Rows from an object pointing dataset:

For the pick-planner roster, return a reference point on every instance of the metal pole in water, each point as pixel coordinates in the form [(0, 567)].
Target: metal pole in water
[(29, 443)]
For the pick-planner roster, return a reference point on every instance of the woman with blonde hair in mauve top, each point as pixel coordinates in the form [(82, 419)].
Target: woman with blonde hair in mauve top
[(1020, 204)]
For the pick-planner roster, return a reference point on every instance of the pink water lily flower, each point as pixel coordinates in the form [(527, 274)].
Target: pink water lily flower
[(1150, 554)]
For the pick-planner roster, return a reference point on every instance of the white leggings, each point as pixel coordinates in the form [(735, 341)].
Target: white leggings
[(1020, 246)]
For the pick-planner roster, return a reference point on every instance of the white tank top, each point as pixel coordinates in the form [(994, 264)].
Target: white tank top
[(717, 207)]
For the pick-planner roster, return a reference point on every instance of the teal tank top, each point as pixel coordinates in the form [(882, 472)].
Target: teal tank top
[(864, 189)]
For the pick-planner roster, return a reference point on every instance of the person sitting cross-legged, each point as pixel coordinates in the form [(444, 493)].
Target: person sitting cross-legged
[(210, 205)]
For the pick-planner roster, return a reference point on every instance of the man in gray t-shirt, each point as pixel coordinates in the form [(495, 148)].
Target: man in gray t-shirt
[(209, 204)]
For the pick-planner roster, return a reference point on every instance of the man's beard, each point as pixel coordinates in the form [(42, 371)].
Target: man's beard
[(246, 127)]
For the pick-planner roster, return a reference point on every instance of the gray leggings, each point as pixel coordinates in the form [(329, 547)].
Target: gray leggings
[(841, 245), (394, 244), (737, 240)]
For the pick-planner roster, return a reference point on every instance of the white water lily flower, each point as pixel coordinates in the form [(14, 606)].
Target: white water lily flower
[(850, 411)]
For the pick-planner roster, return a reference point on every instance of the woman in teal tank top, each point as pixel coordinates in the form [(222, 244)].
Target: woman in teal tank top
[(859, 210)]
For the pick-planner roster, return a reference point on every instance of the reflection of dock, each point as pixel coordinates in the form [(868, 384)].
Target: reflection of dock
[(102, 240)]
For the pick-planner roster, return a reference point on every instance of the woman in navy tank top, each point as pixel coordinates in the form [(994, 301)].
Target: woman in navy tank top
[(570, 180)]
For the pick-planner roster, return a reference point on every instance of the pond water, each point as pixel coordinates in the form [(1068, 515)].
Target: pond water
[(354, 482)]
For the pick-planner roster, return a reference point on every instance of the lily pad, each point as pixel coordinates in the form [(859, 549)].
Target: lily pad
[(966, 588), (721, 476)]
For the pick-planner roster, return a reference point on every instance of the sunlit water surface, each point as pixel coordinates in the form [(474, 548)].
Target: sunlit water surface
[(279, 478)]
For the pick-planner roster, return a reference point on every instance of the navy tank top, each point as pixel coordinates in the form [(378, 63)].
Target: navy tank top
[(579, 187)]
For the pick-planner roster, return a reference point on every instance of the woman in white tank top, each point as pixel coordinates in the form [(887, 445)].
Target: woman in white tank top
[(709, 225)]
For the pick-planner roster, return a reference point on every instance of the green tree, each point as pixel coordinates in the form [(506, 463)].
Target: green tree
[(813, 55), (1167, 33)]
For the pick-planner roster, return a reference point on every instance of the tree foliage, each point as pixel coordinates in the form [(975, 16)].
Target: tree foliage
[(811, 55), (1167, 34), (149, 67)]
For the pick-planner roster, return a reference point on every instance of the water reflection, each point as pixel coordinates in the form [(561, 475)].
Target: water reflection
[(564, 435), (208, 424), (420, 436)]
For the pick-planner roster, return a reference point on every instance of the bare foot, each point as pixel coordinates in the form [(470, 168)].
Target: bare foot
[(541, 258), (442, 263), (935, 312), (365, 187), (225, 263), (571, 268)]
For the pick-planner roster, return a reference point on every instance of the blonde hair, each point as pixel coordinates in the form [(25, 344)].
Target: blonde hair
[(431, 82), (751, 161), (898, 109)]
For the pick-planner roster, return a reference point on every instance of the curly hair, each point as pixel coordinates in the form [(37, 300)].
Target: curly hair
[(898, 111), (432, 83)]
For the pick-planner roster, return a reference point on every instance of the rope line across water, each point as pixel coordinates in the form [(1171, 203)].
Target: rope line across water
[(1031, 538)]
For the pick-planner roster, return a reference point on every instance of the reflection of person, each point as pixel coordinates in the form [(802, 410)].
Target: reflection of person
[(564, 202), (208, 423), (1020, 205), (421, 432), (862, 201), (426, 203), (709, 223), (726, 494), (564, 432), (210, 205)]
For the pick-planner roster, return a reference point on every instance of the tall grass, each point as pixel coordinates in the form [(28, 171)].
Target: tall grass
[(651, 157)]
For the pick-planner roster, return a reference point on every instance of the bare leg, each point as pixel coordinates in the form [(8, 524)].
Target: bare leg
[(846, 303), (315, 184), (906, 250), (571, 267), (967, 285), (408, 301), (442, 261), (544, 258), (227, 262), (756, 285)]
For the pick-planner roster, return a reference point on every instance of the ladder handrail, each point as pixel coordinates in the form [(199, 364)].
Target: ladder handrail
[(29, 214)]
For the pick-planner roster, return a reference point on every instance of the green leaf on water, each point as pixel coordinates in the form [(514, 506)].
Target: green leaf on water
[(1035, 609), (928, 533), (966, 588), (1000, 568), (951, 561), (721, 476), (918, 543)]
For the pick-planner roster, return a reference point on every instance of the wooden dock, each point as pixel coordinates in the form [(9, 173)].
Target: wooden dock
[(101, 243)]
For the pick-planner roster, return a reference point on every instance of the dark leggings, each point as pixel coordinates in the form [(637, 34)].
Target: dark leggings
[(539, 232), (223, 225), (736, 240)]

** OBJECTIVE **
Arrange all of the records above as a JSON list of strings, one string per line, with blank lines left out.

** TASK RESULT **
[
  "For the pick-planner roster, return a reference point on every instance of the metal pole in water, each point as pixel coordinates in the form [(0, 567)].",
  "Target: metal pole in water",
  "[(29, 443)]",
  "For the pick-planner roster, return a reference point on every instance of the woman with blonde hair in mauve top, each point as pixel coordinates in the form [(82, 419)].",
  "Target: woman with blonde hair in mauve top",
  "[(1020, 204)]",
  "For the pick-planner roster, return a reference point on every instance of the pink water lily flower, each point as pixel coordinates in the form [(527, 274)].",
  "Target: pink water lily flower",
  "[(1150, 554)]",
  "For the pick-planner roster, return a reference point on every instance of the white leggings, each point as pixel coordinates in the form [(735, 341)].",
  "Target: white leggings",
  "[(1020, 246)]",
  "For the pick-planner roster, return a reference point on every instance of the white tank top, each point as pixel coordinates in the form [(994, 264)].",
  "Target: white tank top",
  "[(717, 207)]",
  "For the pick-planner roster, return a reference point on every instance of the teal tank top, each point as pixel coordinates in the form [(882, 472)].",
  "Target: teal tank top",
  "[(864, 189)]",
  "For the pick-planner roster, return a reference point on every instance of the person sitting cross-legged, each point as pixel coordinates in the form [(444, 493)].",
  "Target: person sitting cross-legged",
  "[(210, 205)]",
  "For the pick-planner roster, return a reference point on every instance of the man in gray t-shirt, each point as pixel coordinates in the form [(495, 148)].",
  "Target: man in gray t-shirt",
  "[(209, 204)]",
  "For the pick-planner roster, return a reference point on every instance of the man's beard, each point as pixel coordinates in the form [(42, 371)].",
  "Target: man's beard",
  "[(246, 127)]",
  "For the pick-planner roster, return a reference point on every instance of the gray leggings, each point as pixel coordinates in the form [(329, 547)].",
  "Target: gray leggings",
  "[(841, 245), (394, 244), (737, 240)]",
  "For the pick-planner roster, return a reference point on every instance of the white water lily flower, each point as pixel coordinates in the form [(14, 606)].",
  "Target: white water lily flower",
  "[(850, 411)]",
  "For the pick-planner roster, return a reference point on every instance of the woman in teal tank top, each point as pixel coordinates in the form [(222, 244)].",
  "Target: woman in teal tank top",
  "[(859, 210)]",
  "For the pick-planner roster, return a reference point on every instance of the reflection of dock, each point as pixel coordinates in the form [(868, 384)].",
  "Target: reflection of dock",
  "[(102, 240)]",
  "For the pick-planner roster, return a reference point on every instance of the woman in navy tank top, each point as pixel coordinates in the form [(994, 301)].",
  "Target: woman in navy tank top",
  "[(570, 180)]",
  "For the pick-planner roster, return a reference point on every instance of the pond water, each point as pixel coordinates in the form [(1068, 515)].",
  "Target: pond water",
  "[(354, 482)]",
  "For the pick-planner roster, return a reference point on every instance of the lily pad, each point as pixel coordinates in the form [(859, 549)].",
  "Target: lily pad",
  "[(966, 588), (721, 476)]",
  "For the pick-planner roster, return a reference point on every instance of the sunlit water surface, each point as pixel coordinates in the form [(474, 548)].",
  "Target: sunlit water surface",
  "[(279, 478)]",
  "For the pick-planner roster, return a reference point on every instance of the navy tank top, each point as pixel coordinates in the form [(378, 63)].",
  "Target: navy tank top",
  "[(579, 187)]",
  "For the pick-planner roster, return a reference point on every instance of the woman in white tank top, each point as pixel coordinates in the form [(887, 445)].",
  "Target: woman in white tank top",
  "[(709, 225)]",
  "For the pick-planner roster, return a reference point on every instance of the green tree, each point as pixel coordinates in the form [(506, 463)].",
  "Target: green tree",
  "[(813, 55), (1167, 33)]",
  "For the pick-planner roster, return a reference point on every instance of the tree foliage, each point as pixel coordinates in the form [(975, 16)].",
  "Target: tree foliage",
  "[(811, 55), (1167, 34), (149, 67)]",
  "For the pick-planner roster, return a reference point on every instance of the water reflection, each point as pixel coordinates in the form [(561, 475)].",
  "Target: water reflection",
  "[(564, 435), (208, 424), (420, 436)]",
  "For the pick-planner roster, return a reference point on every instance of the bare foot, each point as pixel coordinates in the form [(470, 168)].",
  "Target: bare foot",
  "[(541, 258), (442, 263), (935, 312), (365, 187), (225, 263), (571, 268)]",
  "For the pick-planner roster, return a reference point on every instance of the blonde hair, each point as pixel coordinates in the form [(25, 344)].",
  "Target: blonde hair",
  "[(431, 82), (751, 161), (898, 109)]",
  "For the pick-planner roster, return a reference point on every instance of the curly hair, each point as pixel coordinates in the form [(37, 300)].",
  "Target: curly hair",
  "[(898, 111), (432, 83)]",
  "For the pick-planner roster, return a reference point on every instance of the rope line across water, each point as pixel coordinates in the form [(1171, 203)].",
  "Target: rope line across water",
  "[(1031, 538)]",
  "For the pick-planner roster, return a reference point on every instance of the reflection of person, each point as pixel coordinates in the form [(802, 410)].",
  "Target: reflection of person",
  "[(564, 202), (208, 423), (1020, 205), (421, 432), (862, 201), (426, 203), (709, 223), (726, 494), (564, 432), (210, 205)]",
  "For the pick-planner roster, return a reference point on every instance of the tall grass, each point as pixel coordinates in the form [(28, 171)].",
  "Target: tall grass",
  "[(651, 157)]",
  "For the pick-planner roster, return a reference point on every instance of the bare leg, each point as pixel coordinates in the form [(8, 524)].",
  "Target: bare leg",
  "[(846, 303), (315, 184), (906, 250), (571, 267), (967, 285), (408, 301), (442, 261), (544, 258), (227, 262), (756, 285)]",
  "For the pick-planner roster, return a reference point on every instance of the ladder handrail, each point as pixel coordinates in the form [(199, 364)].",
  "Target: ladder handrail",
  "[(29, 214)]",
  "For the pick-planner roster, return a reference point on every instance of the green leaf on water, each point as pixel coordinates in the form [(514, 506)].",
  "Target: green leaf on water",
  "[(1035, 609), (928, 533), (966, 588), (1000, 568), (951, 561), (721, 476), (918, 543)]",
  "For the pick-planner roster, return a reference point on every instance of the wooden dock, each point as pixel coordinates in the form [(9, 173)].",
  "Target: wooden dock",
  "[(101, 243)]",
  "For the pick-planner roster, return a reference point on every instance of the dark leggings, each point as pixel coordinates in the form [(637, 34)].",
  "Target: dark leggings",
  "[(539, 232), (223, 225), (736, 240)]"
]